→ PROBLEM STATEMENT:
What is needed is an exact copy of all the lines below.

→ DATA PROVIDED:
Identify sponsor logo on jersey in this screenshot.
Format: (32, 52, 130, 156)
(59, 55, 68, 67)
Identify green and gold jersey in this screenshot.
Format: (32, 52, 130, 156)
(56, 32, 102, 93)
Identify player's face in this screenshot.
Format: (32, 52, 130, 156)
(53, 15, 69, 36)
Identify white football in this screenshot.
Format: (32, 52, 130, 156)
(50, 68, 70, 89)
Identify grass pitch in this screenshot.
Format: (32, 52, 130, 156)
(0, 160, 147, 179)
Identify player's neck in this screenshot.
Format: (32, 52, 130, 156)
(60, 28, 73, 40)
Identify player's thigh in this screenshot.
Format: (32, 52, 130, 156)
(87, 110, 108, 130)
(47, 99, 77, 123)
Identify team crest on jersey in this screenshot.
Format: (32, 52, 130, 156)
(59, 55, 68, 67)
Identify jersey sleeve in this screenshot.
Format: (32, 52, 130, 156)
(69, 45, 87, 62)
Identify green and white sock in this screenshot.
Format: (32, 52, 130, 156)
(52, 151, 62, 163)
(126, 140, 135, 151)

→ REPLY TO THE TASK:
Identify sponsor logo on jersey in this screenshot.
Format: (32, 52, 130, 156)
(59, 55, 68, 67)
Identify green and gold jersey in this screenshot.
Format: (32, 52, 130, 156)
(56, 32, 102, 93)
Identify player's face in this screenshot.
Format: (32, 52, 130, 156)
(53, 15, 69, 36)
Identify white football in this screenshot.
Format: (32, 52, 130, 156)
(50, 68, 70, 89)
Identify grass pitch in this screenshot.
Format: (32, 52, 130, 156)
(0, 160, 147, 179)
Identify player's neck in this screenshot.
Format: (32, 52, 130, 156)
(60, 28, 73, 40)
Identify player's thigh in this screenshot.
Format: (32, 52, 130, 156)
(87, 110, 108, 130)
(47, 99, 77, 123)
Identify team crest on jersey in this screenshot.
Format: (32, 52, 130, 156)
(59, 55, 68, 67)
Identify jersey sleeve in this screenshot.
Format: (32, 52, 130, 156)
(69, 45, 87, 62)
Identify green and white sock in this screenshot.
Format: (32, 52, 130, 156)
(52, 151, 62, 163)
(126, 140, 135, 151)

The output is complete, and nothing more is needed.